-------- Provided material --------

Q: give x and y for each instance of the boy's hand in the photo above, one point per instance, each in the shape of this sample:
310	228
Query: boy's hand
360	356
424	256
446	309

--------

Required work
Every single line of the listing must be retyped exactly.

Response area
Q: give x and y for each instance of the boy's hand in the photo above, one point per instance, each in the shape of this sample:
310	228
Query: boy's hand
360	356
424	256
446	309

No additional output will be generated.